Description of the task:
Whenever the word "thorax" appears in a line of the listing, copy that line.

Materials provided:
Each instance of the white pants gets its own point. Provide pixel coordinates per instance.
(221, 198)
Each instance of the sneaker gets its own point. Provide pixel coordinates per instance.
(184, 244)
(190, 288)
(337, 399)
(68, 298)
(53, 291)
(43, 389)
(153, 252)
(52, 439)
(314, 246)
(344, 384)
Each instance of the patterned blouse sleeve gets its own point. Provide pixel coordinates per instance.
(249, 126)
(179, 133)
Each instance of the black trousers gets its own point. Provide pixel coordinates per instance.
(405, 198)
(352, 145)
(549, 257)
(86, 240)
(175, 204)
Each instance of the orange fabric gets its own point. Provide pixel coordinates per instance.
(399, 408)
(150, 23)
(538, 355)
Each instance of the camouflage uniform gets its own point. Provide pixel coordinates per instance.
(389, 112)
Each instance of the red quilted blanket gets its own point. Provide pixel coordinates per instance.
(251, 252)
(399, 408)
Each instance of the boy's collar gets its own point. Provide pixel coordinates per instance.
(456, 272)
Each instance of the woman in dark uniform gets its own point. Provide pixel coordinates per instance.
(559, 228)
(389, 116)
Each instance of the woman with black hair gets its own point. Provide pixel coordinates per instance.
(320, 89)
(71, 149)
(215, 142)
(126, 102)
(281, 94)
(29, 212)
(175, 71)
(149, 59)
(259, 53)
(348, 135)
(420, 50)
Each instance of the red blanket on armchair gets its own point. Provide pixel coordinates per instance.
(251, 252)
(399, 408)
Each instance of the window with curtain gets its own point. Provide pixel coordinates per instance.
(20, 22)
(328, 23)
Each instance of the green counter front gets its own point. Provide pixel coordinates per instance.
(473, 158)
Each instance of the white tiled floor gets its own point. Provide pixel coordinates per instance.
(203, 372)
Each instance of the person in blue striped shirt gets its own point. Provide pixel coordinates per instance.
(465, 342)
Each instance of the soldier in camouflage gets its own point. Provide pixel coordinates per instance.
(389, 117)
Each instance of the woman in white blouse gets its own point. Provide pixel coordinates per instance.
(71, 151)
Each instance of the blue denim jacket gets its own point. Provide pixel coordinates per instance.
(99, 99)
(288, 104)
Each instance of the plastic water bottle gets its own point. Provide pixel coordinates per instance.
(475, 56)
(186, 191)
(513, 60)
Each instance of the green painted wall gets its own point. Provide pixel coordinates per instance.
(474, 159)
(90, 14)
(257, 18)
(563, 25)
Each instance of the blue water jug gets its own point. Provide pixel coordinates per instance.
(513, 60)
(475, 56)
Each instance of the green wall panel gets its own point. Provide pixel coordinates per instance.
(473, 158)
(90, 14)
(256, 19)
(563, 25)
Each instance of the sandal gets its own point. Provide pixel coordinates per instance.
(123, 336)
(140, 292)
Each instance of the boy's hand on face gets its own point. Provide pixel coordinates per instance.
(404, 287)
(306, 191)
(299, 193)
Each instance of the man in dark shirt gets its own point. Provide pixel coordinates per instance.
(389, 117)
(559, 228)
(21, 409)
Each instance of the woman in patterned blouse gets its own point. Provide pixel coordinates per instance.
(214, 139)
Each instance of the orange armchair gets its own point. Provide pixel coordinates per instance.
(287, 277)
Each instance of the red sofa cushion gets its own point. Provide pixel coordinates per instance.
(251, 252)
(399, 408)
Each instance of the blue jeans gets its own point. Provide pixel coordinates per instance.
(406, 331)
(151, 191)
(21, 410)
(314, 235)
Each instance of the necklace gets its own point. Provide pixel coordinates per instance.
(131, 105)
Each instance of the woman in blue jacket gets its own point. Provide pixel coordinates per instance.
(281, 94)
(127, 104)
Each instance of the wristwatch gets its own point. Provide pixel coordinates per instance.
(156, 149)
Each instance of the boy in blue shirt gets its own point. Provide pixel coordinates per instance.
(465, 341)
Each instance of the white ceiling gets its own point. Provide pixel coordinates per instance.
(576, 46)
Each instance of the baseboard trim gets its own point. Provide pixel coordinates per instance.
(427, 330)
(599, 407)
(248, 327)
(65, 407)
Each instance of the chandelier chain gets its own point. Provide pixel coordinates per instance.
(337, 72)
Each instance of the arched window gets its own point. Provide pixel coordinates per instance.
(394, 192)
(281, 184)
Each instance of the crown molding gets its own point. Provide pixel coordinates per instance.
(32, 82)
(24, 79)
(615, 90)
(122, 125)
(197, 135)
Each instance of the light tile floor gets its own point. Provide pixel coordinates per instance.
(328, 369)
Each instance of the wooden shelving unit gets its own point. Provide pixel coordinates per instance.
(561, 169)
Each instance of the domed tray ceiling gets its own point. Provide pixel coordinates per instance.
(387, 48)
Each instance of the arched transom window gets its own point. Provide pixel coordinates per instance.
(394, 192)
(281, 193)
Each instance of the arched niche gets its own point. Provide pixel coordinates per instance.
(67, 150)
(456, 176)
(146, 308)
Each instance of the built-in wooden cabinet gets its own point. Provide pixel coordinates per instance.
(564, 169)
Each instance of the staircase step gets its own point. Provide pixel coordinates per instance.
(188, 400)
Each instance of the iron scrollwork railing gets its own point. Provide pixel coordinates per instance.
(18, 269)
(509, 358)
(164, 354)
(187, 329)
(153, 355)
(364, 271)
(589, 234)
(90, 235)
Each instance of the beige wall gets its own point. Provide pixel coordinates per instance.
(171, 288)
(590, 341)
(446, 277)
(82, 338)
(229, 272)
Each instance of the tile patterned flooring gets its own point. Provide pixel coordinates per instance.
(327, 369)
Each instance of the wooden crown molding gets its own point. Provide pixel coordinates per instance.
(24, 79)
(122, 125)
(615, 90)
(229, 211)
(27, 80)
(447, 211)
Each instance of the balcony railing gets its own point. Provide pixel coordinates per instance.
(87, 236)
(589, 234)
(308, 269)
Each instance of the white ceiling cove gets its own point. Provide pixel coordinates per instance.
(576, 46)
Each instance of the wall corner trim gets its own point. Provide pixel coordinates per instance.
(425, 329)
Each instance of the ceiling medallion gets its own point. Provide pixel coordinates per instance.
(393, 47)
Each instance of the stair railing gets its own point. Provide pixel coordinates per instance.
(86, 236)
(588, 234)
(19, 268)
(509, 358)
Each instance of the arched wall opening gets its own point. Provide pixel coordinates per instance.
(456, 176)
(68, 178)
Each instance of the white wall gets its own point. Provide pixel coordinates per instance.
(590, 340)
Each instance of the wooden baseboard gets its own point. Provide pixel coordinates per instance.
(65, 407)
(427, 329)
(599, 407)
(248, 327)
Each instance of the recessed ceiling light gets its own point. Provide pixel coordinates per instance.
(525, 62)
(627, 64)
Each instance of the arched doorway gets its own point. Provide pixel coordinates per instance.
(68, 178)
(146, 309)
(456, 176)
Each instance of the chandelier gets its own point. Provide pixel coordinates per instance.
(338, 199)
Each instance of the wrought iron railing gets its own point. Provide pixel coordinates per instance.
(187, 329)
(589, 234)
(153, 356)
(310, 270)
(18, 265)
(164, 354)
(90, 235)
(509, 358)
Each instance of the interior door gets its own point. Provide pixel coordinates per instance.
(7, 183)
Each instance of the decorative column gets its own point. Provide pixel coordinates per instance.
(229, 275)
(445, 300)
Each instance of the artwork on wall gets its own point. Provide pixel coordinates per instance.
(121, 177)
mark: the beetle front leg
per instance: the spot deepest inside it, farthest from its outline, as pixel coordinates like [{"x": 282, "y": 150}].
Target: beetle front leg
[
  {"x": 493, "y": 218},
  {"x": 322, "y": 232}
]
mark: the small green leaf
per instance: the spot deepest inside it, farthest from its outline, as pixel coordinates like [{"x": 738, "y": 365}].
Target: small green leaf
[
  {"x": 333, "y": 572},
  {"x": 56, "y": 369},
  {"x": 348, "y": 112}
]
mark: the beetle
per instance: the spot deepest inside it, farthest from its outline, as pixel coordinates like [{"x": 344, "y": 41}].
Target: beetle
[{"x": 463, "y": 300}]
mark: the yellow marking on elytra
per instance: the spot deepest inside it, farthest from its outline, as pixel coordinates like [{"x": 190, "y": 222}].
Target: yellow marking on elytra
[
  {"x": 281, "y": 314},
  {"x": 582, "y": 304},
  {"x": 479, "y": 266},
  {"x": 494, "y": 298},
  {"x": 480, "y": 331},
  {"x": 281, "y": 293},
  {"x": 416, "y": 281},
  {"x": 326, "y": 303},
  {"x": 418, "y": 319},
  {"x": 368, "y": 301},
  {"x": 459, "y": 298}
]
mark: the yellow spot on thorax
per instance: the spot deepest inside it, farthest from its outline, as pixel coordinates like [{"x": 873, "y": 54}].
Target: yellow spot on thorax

Problem solution:
mark: the yellow spot on thorax
Target: yellow spot on thorax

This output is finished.